* _Data records_:
──────
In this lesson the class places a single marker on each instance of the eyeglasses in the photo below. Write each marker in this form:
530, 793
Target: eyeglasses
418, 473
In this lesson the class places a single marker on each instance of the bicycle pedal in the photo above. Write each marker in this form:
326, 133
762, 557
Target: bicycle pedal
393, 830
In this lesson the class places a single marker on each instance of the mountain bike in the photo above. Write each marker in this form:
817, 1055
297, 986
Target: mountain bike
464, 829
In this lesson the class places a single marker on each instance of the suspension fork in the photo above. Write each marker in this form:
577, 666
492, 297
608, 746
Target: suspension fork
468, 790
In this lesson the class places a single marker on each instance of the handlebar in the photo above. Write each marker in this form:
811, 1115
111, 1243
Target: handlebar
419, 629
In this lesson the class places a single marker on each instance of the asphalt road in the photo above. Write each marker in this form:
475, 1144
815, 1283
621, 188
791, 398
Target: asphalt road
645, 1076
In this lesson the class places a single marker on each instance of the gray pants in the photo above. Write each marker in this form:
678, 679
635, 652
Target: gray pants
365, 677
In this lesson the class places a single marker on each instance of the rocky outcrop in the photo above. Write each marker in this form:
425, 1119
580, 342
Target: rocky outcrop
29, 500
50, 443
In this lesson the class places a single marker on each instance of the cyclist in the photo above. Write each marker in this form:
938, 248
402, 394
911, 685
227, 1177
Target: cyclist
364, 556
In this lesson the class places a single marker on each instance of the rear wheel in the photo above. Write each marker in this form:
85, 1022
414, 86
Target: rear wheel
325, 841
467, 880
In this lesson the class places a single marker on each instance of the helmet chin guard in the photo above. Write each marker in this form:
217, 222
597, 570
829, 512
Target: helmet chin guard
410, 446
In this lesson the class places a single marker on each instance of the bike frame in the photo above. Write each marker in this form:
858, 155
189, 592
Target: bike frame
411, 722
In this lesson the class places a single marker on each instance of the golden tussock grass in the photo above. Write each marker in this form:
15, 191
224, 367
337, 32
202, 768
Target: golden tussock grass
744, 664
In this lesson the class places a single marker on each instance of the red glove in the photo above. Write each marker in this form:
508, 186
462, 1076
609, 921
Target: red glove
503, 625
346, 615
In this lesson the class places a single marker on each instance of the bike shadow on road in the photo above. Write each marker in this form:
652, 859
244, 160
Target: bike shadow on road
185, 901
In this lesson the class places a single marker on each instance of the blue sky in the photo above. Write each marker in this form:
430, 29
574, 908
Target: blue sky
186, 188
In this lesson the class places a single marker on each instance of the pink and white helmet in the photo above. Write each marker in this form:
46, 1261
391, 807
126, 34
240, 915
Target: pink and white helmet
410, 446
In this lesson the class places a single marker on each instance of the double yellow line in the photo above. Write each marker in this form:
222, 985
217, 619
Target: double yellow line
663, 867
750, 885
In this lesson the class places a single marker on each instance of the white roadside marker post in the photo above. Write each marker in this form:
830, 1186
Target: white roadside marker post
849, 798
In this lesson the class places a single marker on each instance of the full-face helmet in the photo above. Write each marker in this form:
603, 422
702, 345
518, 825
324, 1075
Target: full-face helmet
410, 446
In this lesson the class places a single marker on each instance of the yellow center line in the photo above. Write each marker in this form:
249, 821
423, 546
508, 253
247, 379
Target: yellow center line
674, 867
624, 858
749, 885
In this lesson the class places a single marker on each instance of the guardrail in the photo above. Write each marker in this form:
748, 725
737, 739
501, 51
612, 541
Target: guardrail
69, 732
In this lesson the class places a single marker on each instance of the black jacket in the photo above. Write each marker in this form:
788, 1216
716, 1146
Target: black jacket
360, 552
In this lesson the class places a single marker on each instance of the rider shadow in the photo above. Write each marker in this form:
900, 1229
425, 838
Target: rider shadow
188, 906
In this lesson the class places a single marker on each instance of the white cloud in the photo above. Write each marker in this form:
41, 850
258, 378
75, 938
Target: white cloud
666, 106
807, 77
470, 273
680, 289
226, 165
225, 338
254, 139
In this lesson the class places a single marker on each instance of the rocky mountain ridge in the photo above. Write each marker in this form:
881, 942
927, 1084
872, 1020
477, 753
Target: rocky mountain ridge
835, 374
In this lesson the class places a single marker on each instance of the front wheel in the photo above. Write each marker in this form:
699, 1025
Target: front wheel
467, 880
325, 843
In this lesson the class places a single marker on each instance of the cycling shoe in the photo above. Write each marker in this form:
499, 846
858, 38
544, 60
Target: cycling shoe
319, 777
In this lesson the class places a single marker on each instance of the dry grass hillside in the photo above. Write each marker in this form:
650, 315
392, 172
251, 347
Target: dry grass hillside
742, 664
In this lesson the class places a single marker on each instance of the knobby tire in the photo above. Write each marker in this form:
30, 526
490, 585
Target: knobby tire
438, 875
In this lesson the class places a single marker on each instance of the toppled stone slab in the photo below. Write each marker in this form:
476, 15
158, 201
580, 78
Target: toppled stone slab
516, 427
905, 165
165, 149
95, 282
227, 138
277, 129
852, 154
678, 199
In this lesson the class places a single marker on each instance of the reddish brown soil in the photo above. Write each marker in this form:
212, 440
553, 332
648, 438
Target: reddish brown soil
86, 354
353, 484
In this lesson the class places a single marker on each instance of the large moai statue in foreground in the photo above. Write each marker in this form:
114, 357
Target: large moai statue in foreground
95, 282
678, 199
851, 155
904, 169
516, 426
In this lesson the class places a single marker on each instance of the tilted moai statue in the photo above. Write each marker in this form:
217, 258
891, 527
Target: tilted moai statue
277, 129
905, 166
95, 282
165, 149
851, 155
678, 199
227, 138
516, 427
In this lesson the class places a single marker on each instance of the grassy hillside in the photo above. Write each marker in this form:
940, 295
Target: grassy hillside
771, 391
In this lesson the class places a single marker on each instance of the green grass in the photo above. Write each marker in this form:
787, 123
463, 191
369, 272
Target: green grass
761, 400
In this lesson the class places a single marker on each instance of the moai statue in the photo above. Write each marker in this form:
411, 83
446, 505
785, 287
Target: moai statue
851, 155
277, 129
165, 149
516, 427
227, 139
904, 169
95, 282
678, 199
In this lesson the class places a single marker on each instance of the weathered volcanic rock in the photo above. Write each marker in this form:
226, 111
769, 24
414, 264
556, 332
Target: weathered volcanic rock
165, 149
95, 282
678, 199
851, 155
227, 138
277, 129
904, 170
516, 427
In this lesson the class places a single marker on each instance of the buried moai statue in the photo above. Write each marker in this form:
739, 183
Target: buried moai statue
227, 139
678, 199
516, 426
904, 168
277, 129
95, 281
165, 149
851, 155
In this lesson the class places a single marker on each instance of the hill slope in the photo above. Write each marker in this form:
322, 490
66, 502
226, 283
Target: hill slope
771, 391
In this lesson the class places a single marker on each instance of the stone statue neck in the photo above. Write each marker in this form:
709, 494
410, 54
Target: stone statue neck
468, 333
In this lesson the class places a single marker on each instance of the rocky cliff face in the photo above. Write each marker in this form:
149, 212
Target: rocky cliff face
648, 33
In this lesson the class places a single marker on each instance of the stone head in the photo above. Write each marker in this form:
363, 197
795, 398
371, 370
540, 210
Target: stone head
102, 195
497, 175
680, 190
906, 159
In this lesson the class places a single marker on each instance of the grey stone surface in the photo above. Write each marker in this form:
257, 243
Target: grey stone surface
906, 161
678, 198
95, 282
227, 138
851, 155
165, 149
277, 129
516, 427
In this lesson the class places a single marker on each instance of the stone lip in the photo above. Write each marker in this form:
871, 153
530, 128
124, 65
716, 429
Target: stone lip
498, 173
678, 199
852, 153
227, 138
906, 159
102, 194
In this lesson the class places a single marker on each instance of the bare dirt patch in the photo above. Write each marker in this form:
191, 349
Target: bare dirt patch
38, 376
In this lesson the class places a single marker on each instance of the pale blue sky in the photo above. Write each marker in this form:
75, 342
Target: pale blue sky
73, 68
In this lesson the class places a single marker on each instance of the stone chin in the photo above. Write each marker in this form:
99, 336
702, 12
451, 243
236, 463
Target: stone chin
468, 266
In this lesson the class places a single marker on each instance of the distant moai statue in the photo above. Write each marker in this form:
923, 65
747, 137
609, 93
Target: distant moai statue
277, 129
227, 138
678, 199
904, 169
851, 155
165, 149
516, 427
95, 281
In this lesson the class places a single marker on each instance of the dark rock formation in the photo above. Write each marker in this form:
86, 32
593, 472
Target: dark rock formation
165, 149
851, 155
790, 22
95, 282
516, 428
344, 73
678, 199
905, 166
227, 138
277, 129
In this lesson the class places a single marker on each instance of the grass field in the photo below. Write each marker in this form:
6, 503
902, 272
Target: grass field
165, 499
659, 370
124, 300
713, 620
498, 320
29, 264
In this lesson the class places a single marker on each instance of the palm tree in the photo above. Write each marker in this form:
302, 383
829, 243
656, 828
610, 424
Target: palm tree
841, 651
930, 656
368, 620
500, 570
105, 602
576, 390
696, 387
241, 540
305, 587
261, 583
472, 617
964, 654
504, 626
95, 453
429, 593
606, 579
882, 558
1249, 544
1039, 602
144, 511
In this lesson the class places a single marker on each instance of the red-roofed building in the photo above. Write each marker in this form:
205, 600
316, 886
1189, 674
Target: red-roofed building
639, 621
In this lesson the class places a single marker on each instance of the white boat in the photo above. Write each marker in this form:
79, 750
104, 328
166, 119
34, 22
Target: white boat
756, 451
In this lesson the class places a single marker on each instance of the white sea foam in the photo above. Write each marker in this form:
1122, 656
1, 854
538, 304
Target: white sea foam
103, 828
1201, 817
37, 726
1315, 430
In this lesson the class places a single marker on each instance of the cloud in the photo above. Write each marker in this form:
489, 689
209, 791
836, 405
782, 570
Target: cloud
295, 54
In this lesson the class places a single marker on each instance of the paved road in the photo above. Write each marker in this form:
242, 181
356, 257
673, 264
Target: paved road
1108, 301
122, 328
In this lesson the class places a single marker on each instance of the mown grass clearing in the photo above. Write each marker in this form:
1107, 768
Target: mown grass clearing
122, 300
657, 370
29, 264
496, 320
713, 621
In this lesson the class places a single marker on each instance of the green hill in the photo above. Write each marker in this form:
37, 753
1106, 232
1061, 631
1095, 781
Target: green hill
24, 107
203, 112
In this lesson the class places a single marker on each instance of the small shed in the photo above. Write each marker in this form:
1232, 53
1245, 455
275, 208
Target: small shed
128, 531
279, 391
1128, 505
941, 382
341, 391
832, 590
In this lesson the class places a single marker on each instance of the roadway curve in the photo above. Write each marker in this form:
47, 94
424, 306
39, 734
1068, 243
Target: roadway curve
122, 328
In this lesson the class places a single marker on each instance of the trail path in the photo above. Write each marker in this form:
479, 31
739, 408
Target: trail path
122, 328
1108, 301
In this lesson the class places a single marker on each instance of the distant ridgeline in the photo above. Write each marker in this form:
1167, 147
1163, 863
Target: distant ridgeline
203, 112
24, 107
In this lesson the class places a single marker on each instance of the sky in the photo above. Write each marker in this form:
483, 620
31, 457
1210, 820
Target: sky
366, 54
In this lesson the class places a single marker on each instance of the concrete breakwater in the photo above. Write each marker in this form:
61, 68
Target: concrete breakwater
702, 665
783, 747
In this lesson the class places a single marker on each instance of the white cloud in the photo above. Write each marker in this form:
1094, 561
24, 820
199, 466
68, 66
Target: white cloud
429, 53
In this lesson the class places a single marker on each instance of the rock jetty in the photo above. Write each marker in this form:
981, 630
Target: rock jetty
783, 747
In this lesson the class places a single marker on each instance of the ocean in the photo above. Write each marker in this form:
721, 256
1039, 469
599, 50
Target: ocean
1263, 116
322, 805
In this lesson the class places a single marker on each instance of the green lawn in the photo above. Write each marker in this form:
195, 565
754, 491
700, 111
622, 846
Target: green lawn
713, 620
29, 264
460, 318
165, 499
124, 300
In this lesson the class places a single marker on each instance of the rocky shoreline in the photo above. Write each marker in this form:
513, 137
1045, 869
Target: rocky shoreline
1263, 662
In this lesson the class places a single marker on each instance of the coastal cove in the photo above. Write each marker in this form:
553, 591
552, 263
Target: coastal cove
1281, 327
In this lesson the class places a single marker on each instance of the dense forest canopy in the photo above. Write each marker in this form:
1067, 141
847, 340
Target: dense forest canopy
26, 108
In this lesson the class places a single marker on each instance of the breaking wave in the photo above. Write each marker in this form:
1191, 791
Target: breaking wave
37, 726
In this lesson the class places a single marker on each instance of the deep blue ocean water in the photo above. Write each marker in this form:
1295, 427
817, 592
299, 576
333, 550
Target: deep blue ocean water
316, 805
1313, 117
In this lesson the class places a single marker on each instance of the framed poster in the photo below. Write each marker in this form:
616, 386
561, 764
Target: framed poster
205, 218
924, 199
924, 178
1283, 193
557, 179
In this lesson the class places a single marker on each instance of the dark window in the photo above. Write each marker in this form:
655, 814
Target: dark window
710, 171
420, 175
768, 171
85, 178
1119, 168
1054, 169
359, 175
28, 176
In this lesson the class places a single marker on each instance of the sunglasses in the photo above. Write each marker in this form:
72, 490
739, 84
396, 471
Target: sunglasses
──────
* _Requirement_:
The lines above that hold the string "sunglasses" are to be located and copied.

* _Answer for the task_:
In this lesson the class places a single marker on each instance of the sunglasses in the photo above. Write each marker in this form:
Target: sunglasses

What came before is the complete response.